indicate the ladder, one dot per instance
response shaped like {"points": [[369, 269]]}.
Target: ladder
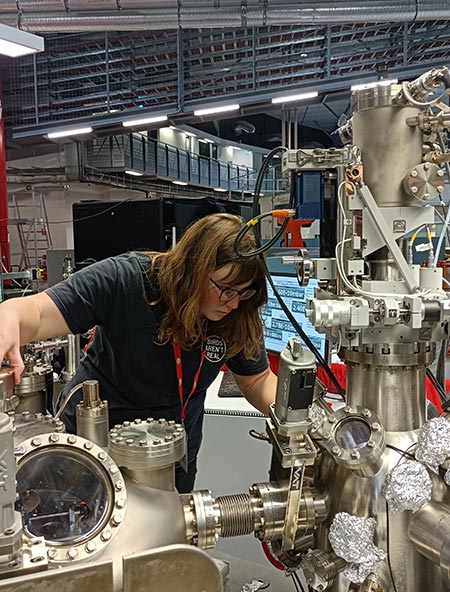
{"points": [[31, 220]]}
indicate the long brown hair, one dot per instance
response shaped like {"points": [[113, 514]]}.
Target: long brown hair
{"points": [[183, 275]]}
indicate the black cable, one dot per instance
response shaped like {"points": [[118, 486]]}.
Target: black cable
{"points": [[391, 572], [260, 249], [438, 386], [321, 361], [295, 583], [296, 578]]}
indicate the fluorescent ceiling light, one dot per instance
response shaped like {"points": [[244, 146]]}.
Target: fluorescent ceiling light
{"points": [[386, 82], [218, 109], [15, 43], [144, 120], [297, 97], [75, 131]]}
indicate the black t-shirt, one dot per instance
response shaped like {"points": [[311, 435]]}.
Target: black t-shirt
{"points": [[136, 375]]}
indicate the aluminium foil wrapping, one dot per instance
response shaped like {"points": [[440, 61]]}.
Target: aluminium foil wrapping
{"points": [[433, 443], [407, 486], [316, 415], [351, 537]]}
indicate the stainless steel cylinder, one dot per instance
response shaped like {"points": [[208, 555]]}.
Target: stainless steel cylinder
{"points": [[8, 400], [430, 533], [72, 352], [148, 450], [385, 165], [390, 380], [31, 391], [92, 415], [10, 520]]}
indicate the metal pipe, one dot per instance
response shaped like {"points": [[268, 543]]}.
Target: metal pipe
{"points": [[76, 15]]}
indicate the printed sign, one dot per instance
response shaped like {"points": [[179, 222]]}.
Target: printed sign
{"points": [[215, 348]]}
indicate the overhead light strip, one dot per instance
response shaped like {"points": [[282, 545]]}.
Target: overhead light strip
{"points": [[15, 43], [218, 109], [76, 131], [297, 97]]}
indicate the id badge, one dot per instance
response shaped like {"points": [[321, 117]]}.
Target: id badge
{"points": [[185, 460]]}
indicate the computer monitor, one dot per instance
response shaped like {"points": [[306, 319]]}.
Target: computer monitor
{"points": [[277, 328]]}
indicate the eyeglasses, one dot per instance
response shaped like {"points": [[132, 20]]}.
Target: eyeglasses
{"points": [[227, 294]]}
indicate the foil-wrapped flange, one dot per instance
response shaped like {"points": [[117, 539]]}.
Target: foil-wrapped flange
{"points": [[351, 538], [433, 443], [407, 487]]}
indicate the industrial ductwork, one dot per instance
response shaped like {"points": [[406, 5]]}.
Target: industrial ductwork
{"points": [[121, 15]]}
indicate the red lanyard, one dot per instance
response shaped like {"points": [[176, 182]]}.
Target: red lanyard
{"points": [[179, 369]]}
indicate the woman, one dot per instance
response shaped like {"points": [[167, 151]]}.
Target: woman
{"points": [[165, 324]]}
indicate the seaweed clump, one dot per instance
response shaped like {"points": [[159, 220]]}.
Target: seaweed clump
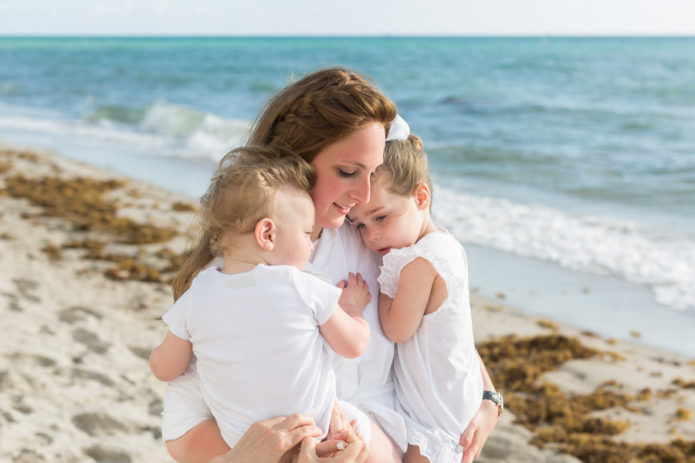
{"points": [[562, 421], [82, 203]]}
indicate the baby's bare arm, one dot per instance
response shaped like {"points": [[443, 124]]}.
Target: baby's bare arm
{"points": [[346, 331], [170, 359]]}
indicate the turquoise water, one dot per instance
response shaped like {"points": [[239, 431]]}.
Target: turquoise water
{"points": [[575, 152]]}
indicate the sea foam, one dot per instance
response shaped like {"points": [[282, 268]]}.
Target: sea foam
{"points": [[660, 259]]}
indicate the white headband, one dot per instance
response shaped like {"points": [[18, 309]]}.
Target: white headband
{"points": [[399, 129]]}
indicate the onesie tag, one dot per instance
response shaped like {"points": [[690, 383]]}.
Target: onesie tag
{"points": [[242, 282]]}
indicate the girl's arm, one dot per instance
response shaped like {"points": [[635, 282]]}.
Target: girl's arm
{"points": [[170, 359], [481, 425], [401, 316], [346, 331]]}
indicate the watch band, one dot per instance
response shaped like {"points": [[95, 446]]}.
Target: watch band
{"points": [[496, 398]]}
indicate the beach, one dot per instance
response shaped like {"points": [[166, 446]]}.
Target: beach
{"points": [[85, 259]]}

———

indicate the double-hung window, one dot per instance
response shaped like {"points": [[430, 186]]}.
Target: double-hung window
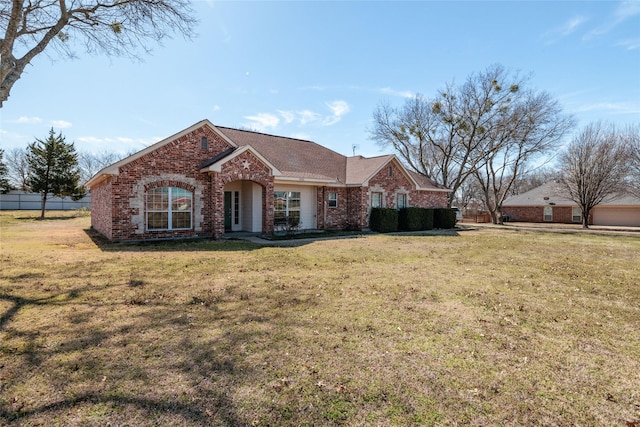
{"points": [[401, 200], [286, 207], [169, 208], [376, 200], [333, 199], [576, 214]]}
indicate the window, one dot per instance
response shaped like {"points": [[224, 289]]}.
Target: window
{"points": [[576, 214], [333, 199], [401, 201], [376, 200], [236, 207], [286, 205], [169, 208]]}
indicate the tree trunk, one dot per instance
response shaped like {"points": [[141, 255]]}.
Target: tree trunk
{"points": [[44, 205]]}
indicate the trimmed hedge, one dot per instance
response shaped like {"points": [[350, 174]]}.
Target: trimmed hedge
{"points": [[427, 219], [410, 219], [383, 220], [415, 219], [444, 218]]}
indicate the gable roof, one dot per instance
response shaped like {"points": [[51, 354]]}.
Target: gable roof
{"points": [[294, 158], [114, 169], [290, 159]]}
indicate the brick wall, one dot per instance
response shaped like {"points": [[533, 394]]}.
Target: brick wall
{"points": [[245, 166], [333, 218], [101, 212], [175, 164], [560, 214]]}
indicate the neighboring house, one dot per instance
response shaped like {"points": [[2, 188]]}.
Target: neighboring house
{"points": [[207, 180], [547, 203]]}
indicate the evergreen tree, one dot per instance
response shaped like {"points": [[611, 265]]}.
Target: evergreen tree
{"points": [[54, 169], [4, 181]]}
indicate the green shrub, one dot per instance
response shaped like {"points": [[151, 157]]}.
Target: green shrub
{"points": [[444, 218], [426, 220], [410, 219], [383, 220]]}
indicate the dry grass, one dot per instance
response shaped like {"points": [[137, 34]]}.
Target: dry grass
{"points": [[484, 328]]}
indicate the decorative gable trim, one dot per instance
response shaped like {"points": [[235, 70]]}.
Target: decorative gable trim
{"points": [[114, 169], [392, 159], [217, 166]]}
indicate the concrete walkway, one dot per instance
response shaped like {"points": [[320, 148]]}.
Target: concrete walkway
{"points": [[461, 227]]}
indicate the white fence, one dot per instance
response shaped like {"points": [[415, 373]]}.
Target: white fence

———

Work item:
Within the data above, the span starting at the line containing "indicate the neighboring" and ending at the line containing "indicate the dry grass, one dot per instance" is to be retyped exactly, with no other lines.

Task solution:
indicate the neighboring house, one dot per instance
response shaped like {"points": [[2, 188]]}.
Target: neighboring house
{"points": [[207, 180], [547, 203]]}
indicate the evergreen tree, one dot per instance
response shaped like {"points": [[611, 265]]}.
Target: evergreen tree
{"points": [[54, 169], [4, 181]]}
indicate the green shrub, one dot per instance
response shaped like {"points": [[151, 157]]}.
Target: green shrub
{"points": [[444, 218], [426, 220], [410, 219], [383, 220]]}
indicate the dry grass, one dot per instance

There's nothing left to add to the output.